* _TASK TO COMPLETE_:
Reproduce, exactly and in full, only the lines below from the one containing "box: [13, 0, 77, 47]" through the one containing "positive clicks: (506, 269)".

Segmentation mask data
--
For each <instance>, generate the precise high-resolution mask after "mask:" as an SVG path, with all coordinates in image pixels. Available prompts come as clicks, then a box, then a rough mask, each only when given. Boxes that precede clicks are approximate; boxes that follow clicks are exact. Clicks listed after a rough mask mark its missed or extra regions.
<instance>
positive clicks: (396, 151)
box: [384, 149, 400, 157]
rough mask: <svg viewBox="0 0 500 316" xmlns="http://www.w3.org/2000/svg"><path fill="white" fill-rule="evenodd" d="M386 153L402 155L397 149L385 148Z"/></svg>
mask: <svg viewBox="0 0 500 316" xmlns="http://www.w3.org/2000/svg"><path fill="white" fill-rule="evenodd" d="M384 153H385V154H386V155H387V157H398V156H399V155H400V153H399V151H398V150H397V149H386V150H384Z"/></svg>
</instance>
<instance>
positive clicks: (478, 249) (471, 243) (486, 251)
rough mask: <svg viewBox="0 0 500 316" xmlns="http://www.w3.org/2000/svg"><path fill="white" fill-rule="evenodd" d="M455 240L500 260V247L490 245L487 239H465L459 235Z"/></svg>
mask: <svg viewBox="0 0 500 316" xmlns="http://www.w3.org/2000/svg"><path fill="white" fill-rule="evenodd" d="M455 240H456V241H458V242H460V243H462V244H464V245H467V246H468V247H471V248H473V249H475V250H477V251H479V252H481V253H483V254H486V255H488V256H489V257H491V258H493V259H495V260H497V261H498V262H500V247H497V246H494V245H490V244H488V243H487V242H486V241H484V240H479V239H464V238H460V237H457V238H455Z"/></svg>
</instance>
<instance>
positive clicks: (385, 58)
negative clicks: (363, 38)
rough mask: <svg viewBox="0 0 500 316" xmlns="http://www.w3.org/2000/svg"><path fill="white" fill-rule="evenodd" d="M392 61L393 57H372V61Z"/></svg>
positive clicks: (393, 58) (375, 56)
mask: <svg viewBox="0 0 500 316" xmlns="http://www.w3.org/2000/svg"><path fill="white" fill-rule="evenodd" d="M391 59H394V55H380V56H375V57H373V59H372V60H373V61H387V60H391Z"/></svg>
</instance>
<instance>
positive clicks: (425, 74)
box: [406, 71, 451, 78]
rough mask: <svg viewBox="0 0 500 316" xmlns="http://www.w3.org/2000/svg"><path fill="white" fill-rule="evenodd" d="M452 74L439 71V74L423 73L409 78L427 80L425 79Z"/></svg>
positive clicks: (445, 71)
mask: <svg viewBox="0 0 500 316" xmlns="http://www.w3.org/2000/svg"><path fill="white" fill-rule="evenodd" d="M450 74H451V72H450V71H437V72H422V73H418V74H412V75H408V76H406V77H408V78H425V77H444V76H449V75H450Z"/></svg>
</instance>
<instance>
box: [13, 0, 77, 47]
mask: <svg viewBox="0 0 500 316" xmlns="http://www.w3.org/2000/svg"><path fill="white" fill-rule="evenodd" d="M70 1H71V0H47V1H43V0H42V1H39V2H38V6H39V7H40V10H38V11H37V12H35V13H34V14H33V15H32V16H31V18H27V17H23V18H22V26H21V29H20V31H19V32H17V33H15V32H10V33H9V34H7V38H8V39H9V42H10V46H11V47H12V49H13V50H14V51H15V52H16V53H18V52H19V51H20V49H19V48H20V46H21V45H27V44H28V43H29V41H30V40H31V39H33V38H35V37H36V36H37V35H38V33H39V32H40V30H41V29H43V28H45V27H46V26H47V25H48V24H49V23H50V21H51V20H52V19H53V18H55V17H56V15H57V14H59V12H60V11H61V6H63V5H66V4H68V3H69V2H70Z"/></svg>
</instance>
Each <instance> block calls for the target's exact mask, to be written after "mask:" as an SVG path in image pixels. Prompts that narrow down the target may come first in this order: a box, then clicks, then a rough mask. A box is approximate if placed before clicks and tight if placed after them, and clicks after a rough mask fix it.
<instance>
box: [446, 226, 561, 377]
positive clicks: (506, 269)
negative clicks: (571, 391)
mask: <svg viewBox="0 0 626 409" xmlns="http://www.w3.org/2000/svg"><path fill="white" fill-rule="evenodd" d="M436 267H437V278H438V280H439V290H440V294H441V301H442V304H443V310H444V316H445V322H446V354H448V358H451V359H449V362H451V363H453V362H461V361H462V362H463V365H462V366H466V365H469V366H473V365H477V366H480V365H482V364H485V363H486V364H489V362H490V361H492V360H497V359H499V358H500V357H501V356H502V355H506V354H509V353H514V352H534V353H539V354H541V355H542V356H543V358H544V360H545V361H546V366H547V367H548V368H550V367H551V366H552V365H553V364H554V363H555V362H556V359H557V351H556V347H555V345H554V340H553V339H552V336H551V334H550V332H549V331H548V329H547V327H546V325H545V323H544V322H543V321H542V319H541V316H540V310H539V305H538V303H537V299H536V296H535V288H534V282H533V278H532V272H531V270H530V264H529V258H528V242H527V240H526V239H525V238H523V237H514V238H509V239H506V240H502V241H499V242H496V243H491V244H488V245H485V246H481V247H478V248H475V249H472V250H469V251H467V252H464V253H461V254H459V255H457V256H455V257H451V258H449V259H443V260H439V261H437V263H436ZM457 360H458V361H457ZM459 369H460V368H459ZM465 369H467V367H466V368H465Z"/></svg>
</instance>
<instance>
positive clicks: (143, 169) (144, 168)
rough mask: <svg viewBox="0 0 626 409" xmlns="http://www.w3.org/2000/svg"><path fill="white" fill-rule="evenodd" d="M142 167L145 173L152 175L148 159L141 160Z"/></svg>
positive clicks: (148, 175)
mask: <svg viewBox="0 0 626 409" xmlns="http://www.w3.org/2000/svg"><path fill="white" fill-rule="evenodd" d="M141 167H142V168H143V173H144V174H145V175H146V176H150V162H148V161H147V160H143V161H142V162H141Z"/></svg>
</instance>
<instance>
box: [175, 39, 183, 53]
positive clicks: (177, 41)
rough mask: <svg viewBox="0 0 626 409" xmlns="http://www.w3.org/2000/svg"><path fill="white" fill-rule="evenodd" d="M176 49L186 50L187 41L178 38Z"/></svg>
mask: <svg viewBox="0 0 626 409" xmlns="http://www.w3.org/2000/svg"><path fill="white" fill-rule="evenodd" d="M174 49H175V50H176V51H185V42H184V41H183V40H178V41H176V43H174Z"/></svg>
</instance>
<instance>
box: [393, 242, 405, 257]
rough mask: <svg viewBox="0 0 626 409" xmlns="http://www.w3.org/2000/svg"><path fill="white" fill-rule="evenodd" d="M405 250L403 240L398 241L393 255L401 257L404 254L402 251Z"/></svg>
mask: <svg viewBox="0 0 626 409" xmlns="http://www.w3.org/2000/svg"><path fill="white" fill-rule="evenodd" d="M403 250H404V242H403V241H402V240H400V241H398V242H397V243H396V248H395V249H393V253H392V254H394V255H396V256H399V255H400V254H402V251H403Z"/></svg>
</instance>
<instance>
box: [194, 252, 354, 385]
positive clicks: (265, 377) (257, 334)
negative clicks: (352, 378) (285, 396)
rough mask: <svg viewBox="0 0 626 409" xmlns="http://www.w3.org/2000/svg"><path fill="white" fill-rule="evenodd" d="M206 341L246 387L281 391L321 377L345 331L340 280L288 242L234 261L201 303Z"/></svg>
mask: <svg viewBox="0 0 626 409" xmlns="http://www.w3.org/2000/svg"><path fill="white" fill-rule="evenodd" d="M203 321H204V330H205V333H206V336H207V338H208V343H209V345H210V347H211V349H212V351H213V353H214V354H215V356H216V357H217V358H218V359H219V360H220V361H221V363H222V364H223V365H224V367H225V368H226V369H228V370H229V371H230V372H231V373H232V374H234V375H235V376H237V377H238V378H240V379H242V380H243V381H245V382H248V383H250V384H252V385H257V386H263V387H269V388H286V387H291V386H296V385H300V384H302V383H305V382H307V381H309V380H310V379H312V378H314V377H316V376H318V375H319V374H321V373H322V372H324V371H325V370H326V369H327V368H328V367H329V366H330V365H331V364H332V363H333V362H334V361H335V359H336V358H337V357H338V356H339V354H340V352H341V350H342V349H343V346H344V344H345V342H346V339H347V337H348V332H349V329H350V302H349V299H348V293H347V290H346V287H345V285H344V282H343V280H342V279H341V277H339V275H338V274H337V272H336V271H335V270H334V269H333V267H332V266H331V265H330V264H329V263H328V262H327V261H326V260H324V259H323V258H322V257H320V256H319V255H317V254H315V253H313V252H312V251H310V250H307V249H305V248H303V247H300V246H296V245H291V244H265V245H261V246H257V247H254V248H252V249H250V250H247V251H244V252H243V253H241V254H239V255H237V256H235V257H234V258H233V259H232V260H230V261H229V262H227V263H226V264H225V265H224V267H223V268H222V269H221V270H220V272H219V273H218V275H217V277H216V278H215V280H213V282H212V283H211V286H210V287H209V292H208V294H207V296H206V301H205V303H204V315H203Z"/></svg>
--
* _SOLUTION FOR THIS EXERCISE_:
box: [13, 0, 77, 47]
mask: <svg viewBox="0 0 500 316" xmlns="http://www.w3.org/2000/svg"><path fill="white" fill-rule="evenodd" d="M70 1H71V0H47V1H43V0H42V1H39V2H38V6H39V7H40V10H38V11H37V12H35V13H34V14H33V15H32V16H31V18H27V17H23V18H22V26H21V29H20V31H19V32H17V33H15V32H10V33H9V34H7V38H8V39H9V42H10V46H11V47H12V49H13V50H14V51H15V52H16V53H18V52H19V51H20V49H19V48H20V46H21V45H27V44H28V43H29V41H30V40H31V39H33V38H35V37H36V36H37V35H38V33H39V32H40V30H41V29H43V28H45V27H46V26H47V25H48V24H49V23H50V21H51V20H52V19H53V18H55V17H56V15H57V14H59V12H60V11H61V6H63V5H66V4H68V3H69V2H70Z"/></svg>
</instance>
Each <instance> block calls for the target's exact mask, to be written after "mask:" as an SVG path in image pixels. Prompts that narrow down the target may come first in this order: a box, then clicks, then a rough mask. A box is approximate if placed before clicks and tight if placed after them, and clicks after a rough mask fix it.
<instance>
box: [446, 226, 561, 377]
positive clicks: (506, 269)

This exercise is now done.